Omit all pictures and give the records below again exactly as written.

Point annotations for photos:

BEGIN

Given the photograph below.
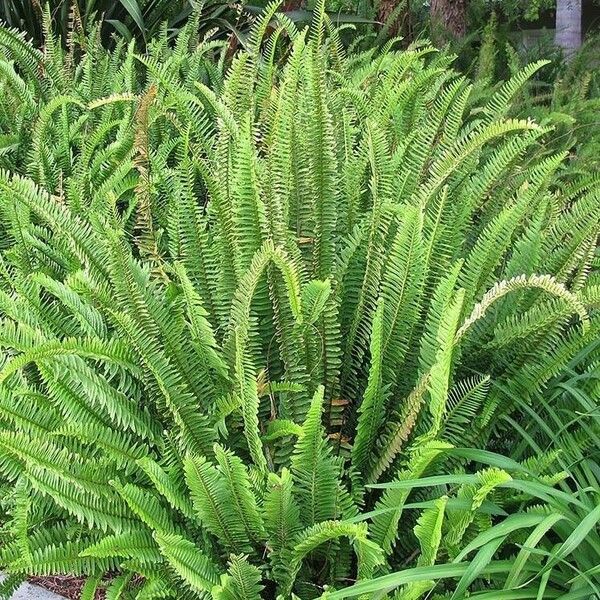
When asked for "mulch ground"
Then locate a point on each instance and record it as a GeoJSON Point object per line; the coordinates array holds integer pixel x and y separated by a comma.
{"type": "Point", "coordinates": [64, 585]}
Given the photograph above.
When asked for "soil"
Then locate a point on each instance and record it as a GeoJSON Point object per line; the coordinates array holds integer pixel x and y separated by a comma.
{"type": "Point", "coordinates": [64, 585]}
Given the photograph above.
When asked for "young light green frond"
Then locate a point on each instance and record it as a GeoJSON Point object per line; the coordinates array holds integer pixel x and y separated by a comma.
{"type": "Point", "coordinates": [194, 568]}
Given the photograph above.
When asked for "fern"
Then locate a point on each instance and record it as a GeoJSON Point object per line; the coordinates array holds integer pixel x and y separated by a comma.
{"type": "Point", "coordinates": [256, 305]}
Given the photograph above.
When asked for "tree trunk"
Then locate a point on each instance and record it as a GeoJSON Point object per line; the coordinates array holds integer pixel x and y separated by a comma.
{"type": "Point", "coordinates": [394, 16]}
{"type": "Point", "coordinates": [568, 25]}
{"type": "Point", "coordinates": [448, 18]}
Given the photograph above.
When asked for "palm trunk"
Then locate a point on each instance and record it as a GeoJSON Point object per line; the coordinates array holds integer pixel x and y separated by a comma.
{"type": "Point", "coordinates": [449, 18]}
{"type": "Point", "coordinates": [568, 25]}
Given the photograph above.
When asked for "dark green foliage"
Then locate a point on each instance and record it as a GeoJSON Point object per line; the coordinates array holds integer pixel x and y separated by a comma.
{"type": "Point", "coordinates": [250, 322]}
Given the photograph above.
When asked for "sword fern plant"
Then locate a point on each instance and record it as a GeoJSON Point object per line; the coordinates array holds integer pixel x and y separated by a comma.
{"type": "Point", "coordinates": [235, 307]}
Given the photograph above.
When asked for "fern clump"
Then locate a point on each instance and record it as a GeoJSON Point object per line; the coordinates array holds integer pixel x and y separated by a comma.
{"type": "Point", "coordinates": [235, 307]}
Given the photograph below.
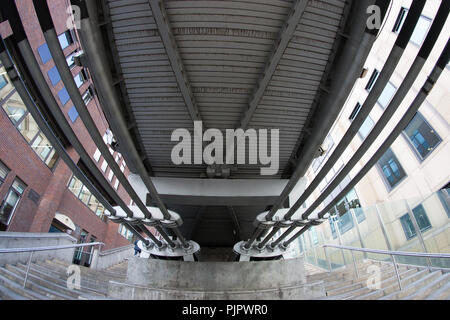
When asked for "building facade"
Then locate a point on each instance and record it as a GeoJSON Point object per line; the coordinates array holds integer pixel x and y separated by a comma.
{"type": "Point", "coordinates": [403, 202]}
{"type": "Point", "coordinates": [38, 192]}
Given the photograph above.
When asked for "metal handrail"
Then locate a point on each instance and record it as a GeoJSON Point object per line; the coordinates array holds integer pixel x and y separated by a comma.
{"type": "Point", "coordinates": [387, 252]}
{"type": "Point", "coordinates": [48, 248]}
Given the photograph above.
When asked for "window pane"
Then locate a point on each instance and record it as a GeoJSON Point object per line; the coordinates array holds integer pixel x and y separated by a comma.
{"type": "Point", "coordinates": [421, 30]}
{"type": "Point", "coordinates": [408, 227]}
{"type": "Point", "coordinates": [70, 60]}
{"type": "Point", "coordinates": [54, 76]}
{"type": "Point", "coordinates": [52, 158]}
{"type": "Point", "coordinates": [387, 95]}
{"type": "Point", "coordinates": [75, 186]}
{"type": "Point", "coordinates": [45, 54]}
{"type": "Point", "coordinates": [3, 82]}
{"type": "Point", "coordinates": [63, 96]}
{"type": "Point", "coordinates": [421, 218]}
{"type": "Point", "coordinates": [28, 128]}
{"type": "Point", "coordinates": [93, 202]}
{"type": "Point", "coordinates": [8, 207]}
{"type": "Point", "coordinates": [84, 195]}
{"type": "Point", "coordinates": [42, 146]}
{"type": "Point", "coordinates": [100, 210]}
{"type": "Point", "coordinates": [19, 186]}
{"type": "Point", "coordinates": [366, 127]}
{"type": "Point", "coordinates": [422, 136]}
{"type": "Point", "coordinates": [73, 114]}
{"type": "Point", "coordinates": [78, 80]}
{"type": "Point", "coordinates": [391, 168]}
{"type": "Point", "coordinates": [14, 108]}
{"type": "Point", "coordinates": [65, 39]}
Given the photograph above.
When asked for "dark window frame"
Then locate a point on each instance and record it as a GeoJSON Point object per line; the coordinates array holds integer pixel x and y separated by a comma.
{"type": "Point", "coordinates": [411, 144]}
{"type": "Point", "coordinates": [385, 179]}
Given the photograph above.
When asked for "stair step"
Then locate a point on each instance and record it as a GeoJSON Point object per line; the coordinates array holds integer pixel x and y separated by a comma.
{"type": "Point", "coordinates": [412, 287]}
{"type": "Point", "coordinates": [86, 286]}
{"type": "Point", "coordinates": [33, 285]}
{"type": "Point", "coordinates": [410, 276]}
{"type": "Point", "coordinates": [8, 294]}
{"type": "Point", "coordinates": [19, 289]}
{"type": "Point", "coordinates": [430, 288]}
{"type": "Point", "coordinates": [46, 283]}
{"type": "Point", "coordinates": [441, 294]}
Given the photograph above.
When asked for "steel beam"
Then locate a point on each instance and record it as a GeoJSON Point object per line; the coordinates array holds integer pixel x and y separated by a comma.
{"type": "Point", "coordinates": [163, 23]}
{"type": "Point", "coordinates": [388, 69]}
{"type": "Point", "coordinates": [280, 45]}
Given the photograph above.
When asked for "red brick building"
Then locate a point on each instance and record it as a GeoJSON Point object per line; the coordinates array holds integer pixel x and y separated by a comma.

END

TASK RESULT ::
Given the photograph below.
When asked for "mulch ground"
Then locate a point on each instance and record it as a GeoJSON Point object per line; the coordinates array holds integer pixel x and y separated by a comma.
{"type": "Point", "coordinates": [64, 585]}
Given the photograph above.
When asked for "soil"
Then locate a point on each instance and record it as a GeoJSON Point object per line; the coordinates array holds integer pixel x and y separated by a comma.
{"type": "Point", "coordinates": [64, 585]}
Given the photograph above.
When asked for "young light green frond"
Then locate a point on each instance and record it as a GeoJSON Point object per line; the coordinates array holds integer pixel x and y separated by a comma.
{"type": "Point", "coordinates": [194, 568]}
Given the photograph above.
When asked for "fern"
Then locate a point on each instance and record it as a GeoJSON Point object per line; the coordinates array holds integer pixel x and y separated by a comma.
{"type": "Point", "coordinates": [256, 305]}
Given the photograph above.
When asked for "tree trunk"
Then locate a point on each instance and record it as a GeoJSON Point object per line; the coordinates array holds integer pixel x and y separated by a comma.
{"type": "Point", "coordinates": [394, 16]}
{"type": "Point", "coordinates": [568, 25]}
{"type": "Point", "coordinates": [448, 18]}
Given the photograph above.
When asked for "palm trunk"
Then locate a point on each instance and record it as a GeoJSON Point object per line; the coordinates array holds integer pixel x and y separated by a comma.
{"type": "Point", "coordinates": [449, 18]}
{"type": "Point", "coordinates": [568, 25]}
Given the photograph above.
When asked for "dark green foliage"
Then locate a point on each instance and record it as a GeoJSON Point object per line; the coordinates array holds integer pixel x and y separated by a comma.
{"type": "Point", "coordinates": [250, 322]}
Given the photograph above.
When asked for "sword fern plant"
Then locate a point on each instance and record it as a GeoJSON Point object per line; the coordinates array holds integer pixel x and y separated by a comma.
{"type": "Point", "coordinates": [235, 307]}
Given the photograph above.
When asked for "fern clump"
Then locate a point on each instance and record it as a GeoJSON Point object per line; the coordinates array holds integer pixel x and y separated by a comma.
{"type": "Point", "coordinates": [235, 307]}
Given the photograph below.
When asked for "building facade"
Then locate a point on each instance and record it as a GeoJSON Point object per line; the coordinates array holds integer pixel x and y separated by a comma.
{"type": "Point", "coordinates": [403, 202]}
{"type": "Point", "coordinates": [38, 192]}
Given the photograph above.
When asked for "metal handrail"
Then locate a point on each instance and record it as a GeoJSON Point object per line; the coordinates array holds integer pixel x and y separated by a comma.
{"type": "Point", "coordinates": [387, 252]}
{"type": "Point", "coordinates": [48, 248]}
Given the photograph above.
When asked for "window pane"
Then locate a point on each instance and record it as a GeoJSON Point object per line; the coordinates array holds integer pixel x and y separated by a comma.
{"type": "Point", "coordinates": [421, 30]}
{"type": "Point", "coordinates": [408, 227]}
{"type": "Point", "coordinates": [70, 60]}
{"type": "Point", "coordinates": [54, 76]}
{"type": "Point", "coordinates": [52, 158]}
{"type": "Point", "coordinates": [387, 95]}
{"type": "Point", "coordinates": [75, 186]}
{"type": "Point", "coordinates": [45, 54]}
{"type": "Point", "coordinates": [3, 82]}
{"type": "Point", "coordinates": [63, 96]}
{"type": "Point", "coordinates": [421, 218]}
{"type": "Point", "coordinates": [28, 128]}
{"type": "Point", "coordinates": [93, 202]}
{"type": "Point", "coordinates": [8, 207]}
{"type": "Point", "coordinates": [84, 195]}
{"type": "Point", "coordinates": [42, 146]}
{"type": "Point", "coordinates": [100, 210]}
{"type": "Point", "coordinates": [19, 186]}
{"type": "Point", "coordinates": [366, 127]}
{"type": "Point", "coordinates": [422, 136]}
{"type": "Point", "coordinates": [73, 114]}
{"type": "Point", "coordinates": [78, 80]}
{"type": "Point", "coordinates": [391, 168]}
{"type": "Point", "coordinates": [14, 108]}
{"type": "Point", "coordinates": [65, 39]}
Given the photograph above.
When asked for "dark window frame"
Then locate a point on each instance and record it as a GeoJSON Point object per line; the coordinates array holds integer pixel x and y separated by a comma.
{"type": "Point", "coordinates": [411, 144]}
{"type": "Point", "coordinates": [385, 179]}
Given the photograph above.
When asked for "stair step"
Then locate a point on each instance and record it as a GeoJSON Point object per line; the coordinates array holds integer pixel x and y separated by a comma.
{"type": "Point", "coordinates": [412, 287]}
{"type": "Point", "coordinates": [86, 286]}
{"type": "Point", "coordinates": [33, 285]}
{"type": "Point", "coordinates": [410, 276]}
{"type": "Point", "coordinates": [8, 294]}
{"type": "Point", "coordinates": [19, 289]}
{"type": "Point", "coordinates": [430, 288]}
{"type": "Point", "coordinates": [46, 283]}
{"type": "Point", "coordinates": [441, 294]}
Given the photograph above.
When asked for "steel beam"
Then locate a point on each instance and record it as a GeoJSON Point object per line; the coordinates array holds integer pixel x and y separated by a comma.
{"type": "Point", "coordinates": [163, 23]}
{"type": "Point", "coordinates": [388, 69]}
{"type": "Point", "coordinates": [280, 45]}
Given the photograph above.
When asked for "red brick building"
Then locate a point on each instance and record it as a GeoJSON Point object per line; the coordinates array holds integer pixel x and y separated by a comma.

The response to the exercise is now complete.